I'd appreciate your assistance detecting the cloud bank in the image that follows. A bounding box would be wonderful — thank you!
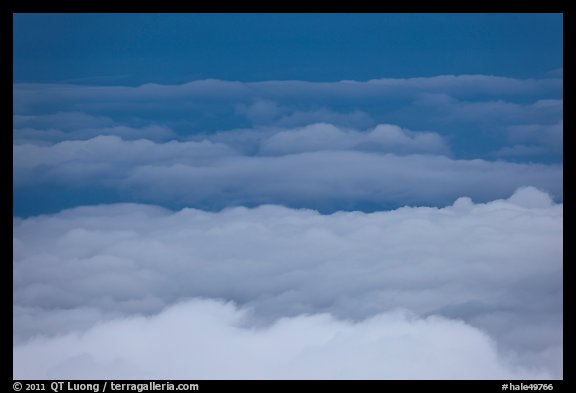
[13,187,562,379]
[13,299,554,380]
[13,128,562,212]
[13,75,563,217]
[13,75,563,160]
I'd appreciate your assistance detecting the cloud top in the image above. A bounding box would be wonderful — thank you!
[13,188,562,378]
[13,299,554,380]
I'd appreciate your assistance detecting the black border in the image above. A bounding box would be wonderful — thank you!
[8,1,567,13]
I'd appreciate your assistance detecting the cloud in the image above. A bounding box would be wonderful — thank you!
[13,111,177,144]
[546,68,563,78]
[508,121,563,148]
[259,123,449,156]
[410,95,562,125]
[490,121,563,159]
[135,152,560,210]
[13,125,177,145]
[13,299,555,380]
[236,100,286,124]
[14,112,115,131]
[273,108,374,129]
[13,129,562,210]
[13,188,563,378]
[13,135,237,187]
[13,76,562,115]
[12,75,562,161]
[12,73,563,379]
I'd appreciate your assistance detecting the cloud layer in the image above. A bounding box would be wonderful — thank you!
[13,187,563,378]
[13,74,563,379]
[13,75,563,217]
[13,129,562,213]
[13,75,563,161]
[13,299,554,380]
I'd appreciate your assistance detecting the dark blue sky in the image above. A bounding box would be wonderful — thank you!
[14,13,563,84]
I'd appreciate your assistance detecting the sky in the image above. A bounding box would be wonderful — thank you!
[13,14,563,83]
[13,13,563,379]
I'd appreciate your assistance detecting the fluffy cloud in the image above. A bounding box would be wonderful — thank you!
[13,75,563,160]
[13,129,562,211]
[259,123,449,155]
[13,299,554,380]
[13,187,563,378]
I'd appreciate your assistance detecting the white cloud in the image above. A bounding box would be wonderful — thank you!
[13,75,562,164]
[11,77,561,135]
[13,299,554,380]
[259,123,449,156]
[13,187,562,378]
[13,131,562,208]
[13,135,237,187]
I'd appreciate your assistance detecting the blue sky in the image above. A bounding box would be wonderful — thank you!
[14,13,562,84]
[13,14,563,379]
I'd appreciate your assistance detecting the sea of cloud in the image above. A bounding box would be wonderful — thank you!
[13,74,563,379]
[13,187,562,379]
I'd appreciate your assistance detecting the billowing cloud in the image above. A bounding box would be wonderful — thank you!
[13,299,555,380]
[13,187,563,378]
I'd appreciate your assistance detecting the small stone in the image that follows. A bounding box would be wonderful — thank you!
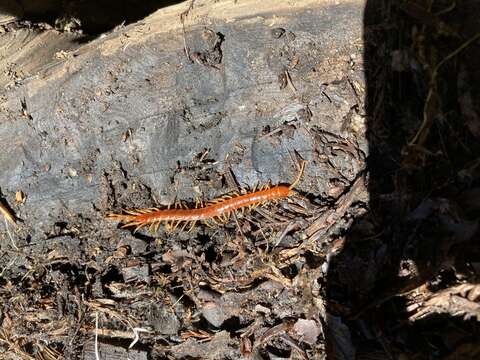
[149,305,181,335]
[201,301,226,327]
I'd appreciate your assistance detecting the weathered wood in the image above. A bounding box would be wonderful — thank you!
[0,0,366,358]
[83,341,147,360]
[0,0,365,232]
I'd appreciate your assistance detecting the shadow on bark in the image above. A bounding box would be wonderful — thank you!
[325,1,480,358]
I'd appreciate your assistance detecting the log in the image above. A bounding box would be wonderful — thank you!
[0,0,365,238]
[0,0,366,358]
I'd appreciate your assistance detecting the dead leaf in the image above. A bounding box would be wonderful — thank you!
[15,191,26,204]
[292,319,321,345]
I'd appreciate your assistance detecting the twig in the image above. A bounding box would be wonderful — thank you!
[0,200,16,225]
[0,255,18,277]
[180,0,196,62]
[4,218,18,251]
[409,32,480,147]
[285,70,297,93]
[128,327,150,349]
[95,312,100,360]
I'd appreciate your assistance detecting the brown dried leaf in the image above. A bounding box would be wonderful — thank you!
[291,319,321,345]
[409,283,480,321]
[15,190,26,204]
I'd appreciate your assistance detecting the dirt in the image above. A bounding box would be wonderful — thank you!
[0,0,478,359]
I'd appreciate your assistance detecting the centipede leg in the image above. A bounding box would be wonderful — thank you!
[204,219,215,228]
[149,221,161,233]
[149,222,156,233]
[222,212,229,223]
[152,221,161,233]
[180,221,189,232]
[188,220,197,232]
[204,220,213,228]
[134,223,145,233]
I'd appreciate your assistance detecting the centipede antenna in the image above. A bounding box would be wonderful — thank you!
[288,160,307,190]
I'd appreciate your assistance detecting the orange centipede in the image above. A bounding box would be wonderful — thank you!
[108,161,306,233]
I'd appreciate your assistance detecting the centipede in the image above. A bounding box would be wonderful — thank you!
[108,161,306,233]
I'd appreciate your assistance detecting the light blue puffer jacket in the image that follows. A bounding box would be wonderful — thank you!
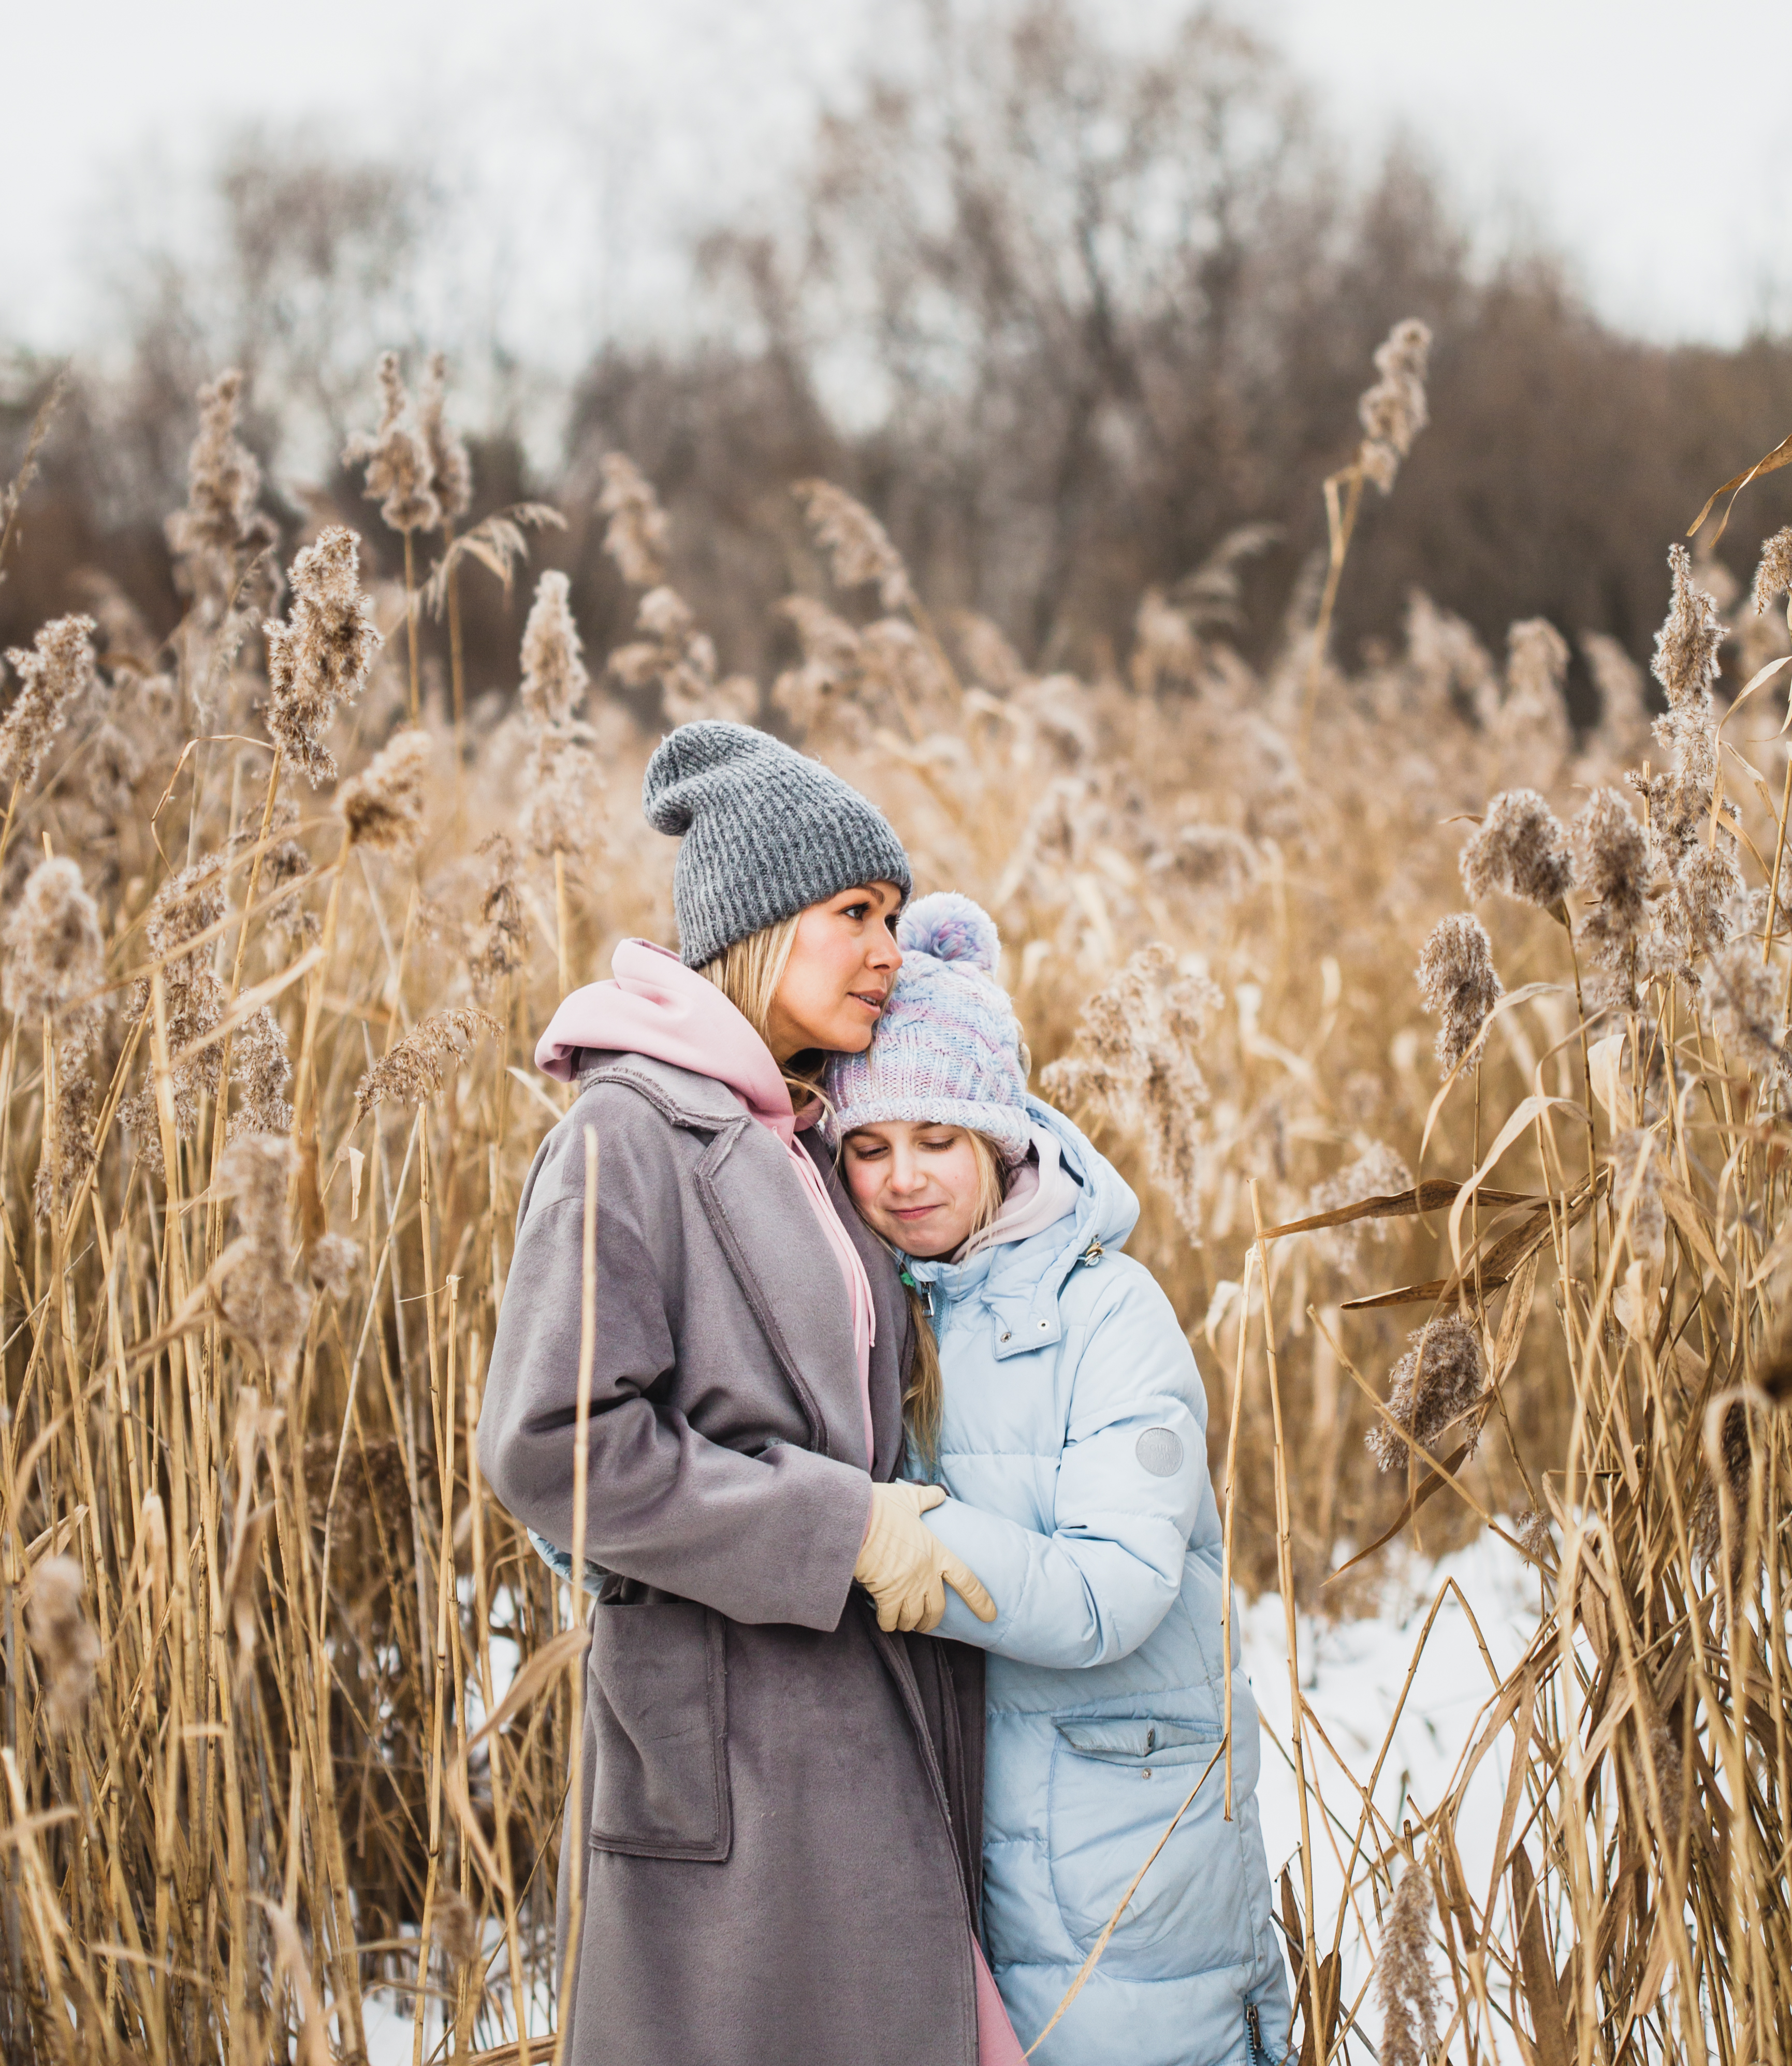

▶ EXERCISE DESCRIPTION
The needed output is the lines from the one with "I'd appreciate your assistance detecting the dead" through the end of the listing, written out exactly, both ends included, pictures excluded.

▶ THE COMPLETED TASK
I'd appreciate your assistance detecting the dead leaf in the image above. A bounding box would be wonderful — thank you!
[15,191,26,204]
[292,319,321,345]
I'd appreciate your assistance detecting the twig in the image above. A bounding box would be wonderful — thank you!
[0,200,16,225]
[0,255,18,277]
[180,0,196,62]
[4,218,18,251]
[409,32,480,147]
[285,70,297,93]
[128,327,150,349]
[95,312,100,360]
I'd appreciate your assistance detecting the brown dried leaf in the image above. A bounding box would be wonderful — thank you!
[291,319,321,345]
[409,283,480,321]
[15,190,26,204]
I'd appreciate your assistance detecting the dirt in the image above. A bounding box would be wonderful — thank you!
[0,0,478,359]
I'd appreciate your assistance detecting the centipede leg in the image above. A bounding box would be wonderful — thank you!
[204,219,215,228]
[149,221,161,233]
[149,222,156,233]
[222,212,229,223]
[152,221,161,233]
[180,221,189,232]
[188,220,197,232]
[204,220,213,228]
[134,223,145,233]
I'd appreciate your assistance detecting the centipede antenna in the image above. A bounding box would be wonderful — thank you!
[288,160,307,190]
I'd appreciate your assistance detecting the orange centipede in the image above. A bounding box would be wonderful — thank you!
[108,161,306,233]
I'd appreciate your assistance detecting the centipede in the image above. A bounding box would be wonderful — thank you!
[108,161,306,233]
I'd appreciate your assistance detecting the light blue puffer jacket in the image that follows. A bounding box would be wonderful — thank you!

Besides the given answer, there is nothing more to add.